• **Provided entries**:
-------------------------

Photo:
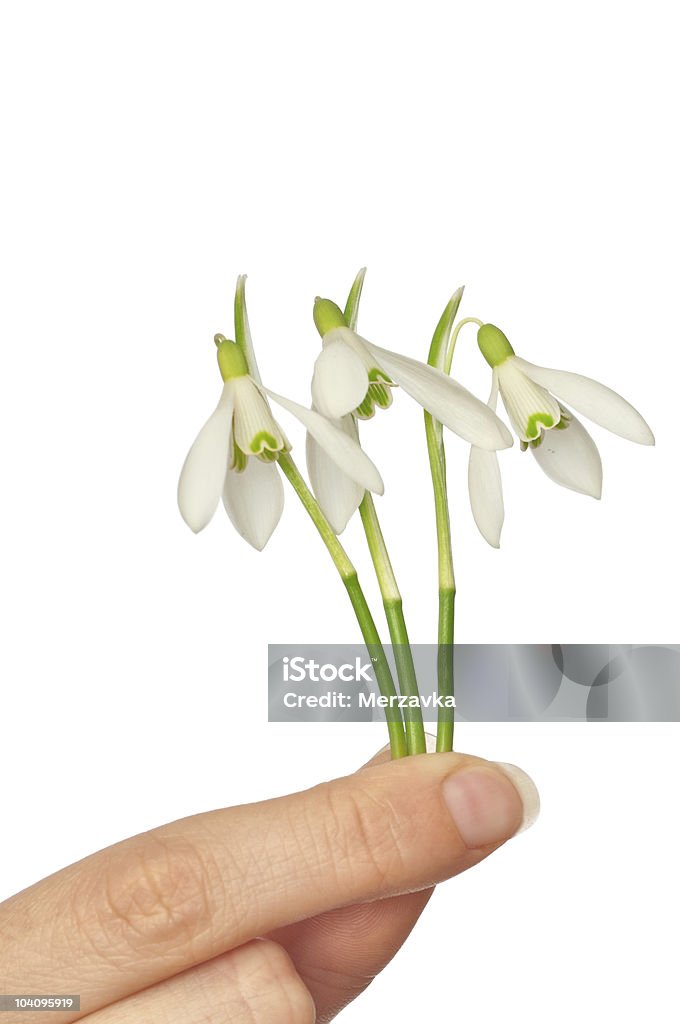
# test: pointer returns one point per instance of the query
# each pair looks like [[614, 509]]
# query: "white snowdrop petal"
[[445, 399], [530, 408], [569, 457], [254, 501], [340, 379], [255, 429], [342, 450], [593, 400], [486, 494], [203, 474], [337, 494]]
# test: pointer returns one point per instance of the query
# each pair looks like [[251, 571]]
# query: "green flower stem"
[[440, 355], [436, 456], [395, 622], [348, 574]]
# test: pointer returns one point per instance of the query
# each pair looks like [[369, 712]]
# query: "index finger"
[[153, 905]]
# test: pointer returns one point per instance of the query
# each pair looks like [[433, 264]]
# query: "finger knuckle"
[[271, 988], [155, 895]]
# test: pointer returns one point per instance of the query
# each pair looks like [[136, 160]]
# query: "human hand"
[[280, 911]]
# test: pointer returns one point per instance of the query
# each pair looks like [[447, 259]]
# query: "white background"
[[152, 153]]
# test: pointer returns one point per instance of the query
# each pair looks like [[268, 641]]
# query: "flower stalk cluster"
[[242, 453]]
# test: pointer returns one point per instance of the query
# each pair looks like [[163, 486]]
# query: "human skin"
[[280, 911]]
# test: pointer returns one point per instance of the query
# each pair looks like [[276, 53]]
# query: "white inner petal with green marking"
[[255, 430], [379, 384], [530, 408]]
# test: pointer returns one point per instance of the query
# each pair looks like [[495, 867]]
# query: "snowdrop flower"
[[236, 453], [352, 377], [533, 397]]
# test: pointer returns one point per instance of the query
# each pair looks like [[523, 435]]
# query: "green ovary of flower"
[[265, 445], [328, 315], [230, 360], [494, 345]]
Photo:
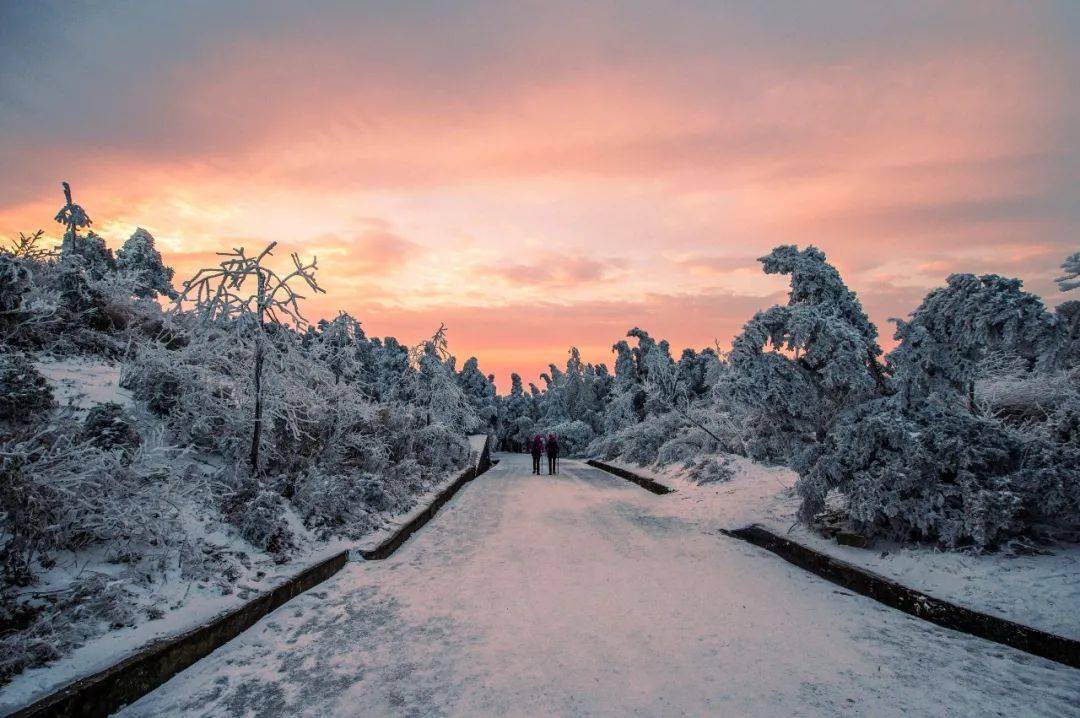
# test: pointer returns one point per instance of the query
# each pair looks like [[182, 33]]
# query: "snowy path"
[[581, 595]]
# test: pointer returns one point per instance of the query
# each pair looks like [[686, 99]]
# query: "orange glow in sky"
[[545, 175]]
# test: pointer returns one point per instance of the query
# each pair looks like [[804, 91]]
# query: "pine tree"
[[139, 257]]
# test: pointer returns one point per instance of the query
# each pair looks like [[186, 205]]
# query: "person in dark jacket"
[[552, 454], [537, 452]]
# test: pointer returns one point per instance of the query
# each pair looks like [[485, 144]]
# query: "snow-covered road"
[[585, 595]]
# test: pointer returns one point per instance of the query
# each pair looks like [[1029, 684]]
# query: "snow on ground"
[[476, 443], [82, 381], [584, 595], [1041, 591], [186, 604]]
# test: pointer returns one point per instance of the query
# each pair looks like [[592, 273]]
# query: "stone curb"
[[124, 682], [914, 603], [645, 483]]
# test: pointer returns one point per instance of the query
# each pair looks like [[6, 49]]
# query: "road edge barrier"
[[106, 691], [914, 603], [644, 482]]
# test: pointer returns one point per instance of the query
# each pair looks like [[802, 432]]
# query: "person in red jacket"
[[552, 454], [537, 452]]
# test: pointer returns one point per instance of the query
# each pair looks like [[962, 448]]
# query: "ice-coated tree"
[[139, 257], [795, 367], [516, 419], [73, 218], [925, 463], [338, 343], [958, 325], [247, 294], [434, 385], [1070, 280]]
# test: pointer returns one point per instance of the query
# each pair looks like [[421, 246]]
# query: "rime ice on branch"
[[226, 293]]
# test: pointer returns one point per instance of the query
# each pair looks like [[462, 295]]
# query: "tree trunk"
[[257, 427]]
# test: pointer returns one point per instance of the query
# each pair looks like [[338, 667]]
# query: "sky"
[[540, 175]]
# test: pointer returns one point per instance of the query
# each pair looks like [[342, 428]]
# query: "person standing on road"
[[537, 452], [552, 454]]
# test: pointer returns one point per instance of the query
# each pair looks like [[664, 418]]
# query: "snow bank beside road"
[[1038, 591]]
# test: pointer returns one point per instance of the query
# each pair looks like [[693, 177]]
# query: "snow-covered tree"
[[480, 391], [795, 367], [73, 218], [244, 292], [926, 463], [434, 387], [139, 257], [957, 326], [517, 417]]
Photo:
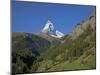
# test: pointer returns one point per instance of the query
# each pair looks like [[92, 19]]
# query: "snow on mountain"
[[50, 30]]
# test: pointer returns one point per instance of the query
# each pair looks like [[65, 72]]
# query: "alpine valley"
[[51, 50]]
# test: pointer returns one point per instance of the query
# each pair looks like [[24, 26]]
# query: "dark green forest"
[[33, 53]]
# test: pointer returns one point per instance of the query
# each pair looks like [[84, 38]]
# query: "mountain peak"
[[50, 30]]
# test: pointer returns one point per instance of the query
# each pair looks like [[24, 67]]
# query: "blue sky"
[[32, 16]]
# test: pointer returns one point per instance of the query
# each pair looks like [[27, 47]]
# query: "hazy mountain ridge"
[[74, 51]]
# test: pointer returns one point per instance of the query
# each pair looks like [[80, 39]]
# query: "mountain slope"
[[40, 52], [26, 47], [78, 50]]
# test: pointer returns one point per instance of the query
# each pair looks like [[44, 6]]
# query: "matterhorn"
[[51, 31]]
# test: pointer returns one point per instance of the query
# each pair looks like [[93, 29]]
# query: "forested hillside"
[[75, 51]]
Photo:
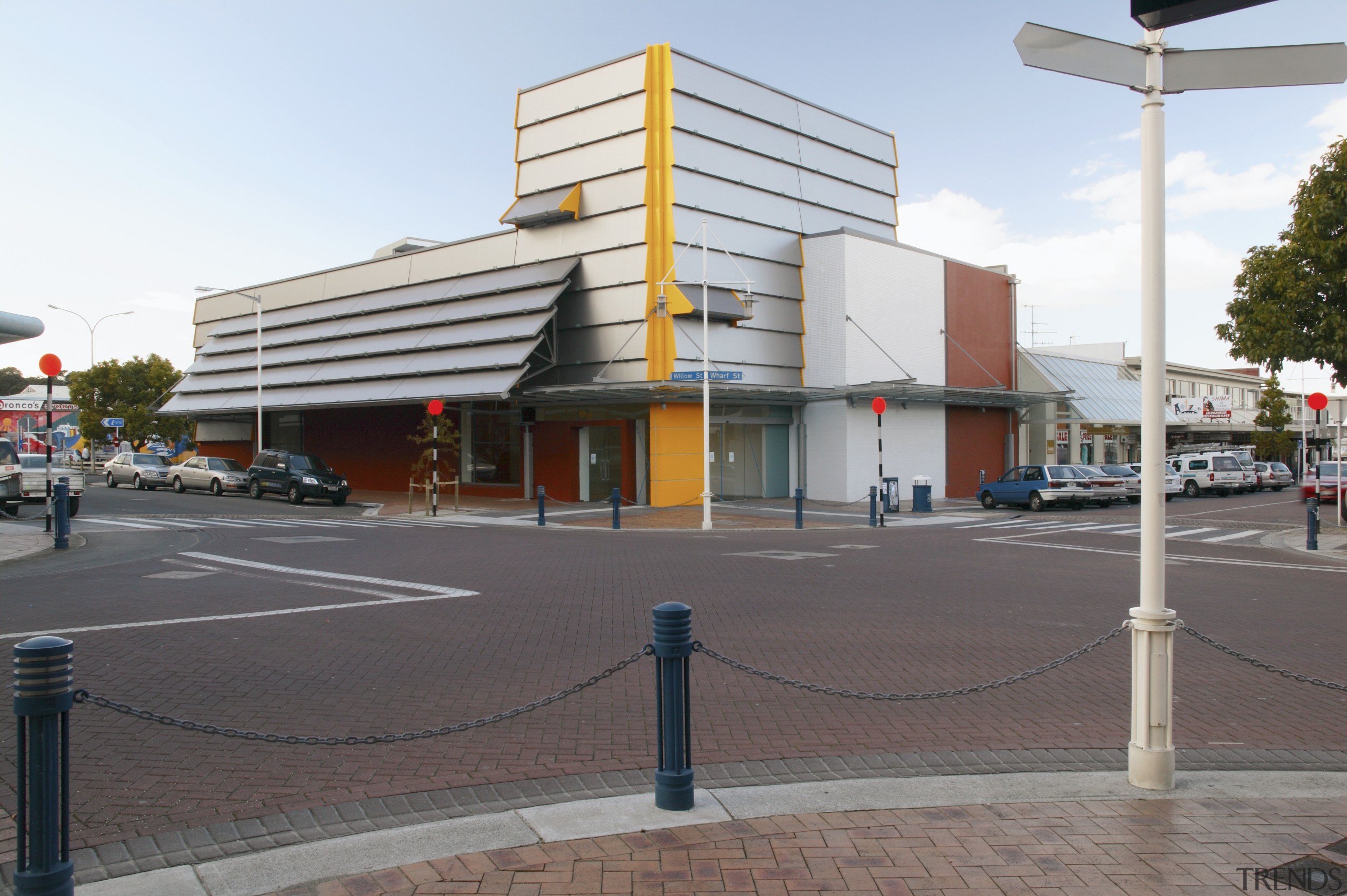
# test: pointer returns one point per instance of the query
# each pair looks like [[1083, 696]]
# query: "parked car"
[[1108, 487], [11, 479], [139, 471], [1279, 476], [1131, 479], [298, 476], [1326, 480], [1218, 472], [1036, 487], [35, 480], [217, 475], [1174, 486]]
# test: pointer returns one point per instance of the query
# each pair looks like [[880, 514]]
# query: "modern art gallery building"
[[564, 349]]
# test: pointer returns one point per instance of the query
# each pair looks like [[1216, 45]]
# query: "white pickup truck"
[[35, 480]]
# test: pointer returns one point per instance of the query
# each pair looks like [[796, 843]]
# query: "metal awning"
[[547, 207], [753, 394], [958, 395], [473, 336]]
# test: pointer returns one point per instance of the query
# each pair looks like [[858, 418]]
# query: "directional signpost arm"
[[1144, 68]]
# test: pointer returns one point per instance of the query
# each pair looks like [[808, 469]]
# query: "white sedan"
[[1172, 484]]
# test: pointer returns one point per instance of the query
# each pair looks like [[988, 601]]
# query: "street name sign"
[[713, 376]]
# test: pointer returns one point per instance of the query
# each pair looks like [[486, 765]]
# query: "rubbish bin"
[[922, 494]]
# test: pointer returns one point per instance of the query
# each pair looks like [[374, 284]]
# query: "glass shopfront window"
[[492, 444]]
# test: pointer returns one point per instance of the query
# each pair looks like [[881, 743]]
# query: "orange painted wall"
[[980, 317]]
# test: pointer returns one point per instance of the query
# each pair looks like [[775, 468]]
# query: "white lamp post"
[[92, 327], [1153, 69], [258, 301]]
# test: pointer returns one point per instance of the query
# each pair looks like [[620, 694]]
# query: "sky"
[[158, 146]]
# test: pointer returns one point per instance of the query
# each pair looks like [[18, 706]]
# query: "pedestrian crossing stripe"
[[244, 523]]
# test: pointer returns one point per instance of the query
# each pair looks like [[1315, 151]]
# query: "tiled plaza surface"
[[923, 609], [1133, 848]]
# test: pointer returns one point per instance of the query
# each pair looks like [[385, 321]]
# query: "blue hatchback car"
[[1036, 487]]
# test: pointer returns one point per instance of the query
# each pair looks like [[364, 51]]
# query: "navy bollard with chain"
[[672, 707], [1312, 525], [63, 501], [44, 692]]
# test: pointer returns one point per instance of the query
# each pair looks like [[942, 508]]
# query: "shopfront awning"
[[752, 394], [473, 336]]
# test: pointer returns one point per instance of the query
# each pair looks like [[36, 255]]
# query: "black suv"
[[297, 476]]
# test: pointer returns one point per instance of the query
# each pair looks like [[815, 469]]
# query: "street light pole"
[[258, 301], [1143, 68], [92, 327]]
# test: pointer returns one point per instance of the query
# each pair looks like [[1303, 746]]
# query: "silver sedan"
[[217, 475]]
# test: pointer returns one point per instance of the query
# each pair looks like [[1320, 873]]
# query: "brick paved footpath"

-------------------------

• **Exercise objective**: Swap "snowdrop" for "galanthus" in the items from their start through the line containing "474], [337, 494]]", and give those lines back with nothing else changed. Omit the pictures.

• **Task solution**:
Photo:
# test: pointer returns one point per instance of the query
# each pair looks like [[614, 509]]
# query: "white galanthus petal"
[[445, 399], [530, 408], [569, 457], [254, 501], [340, 379], [255, 429], [342, 450], [593, 400], [486, 494], [203, 474], [337, 494]]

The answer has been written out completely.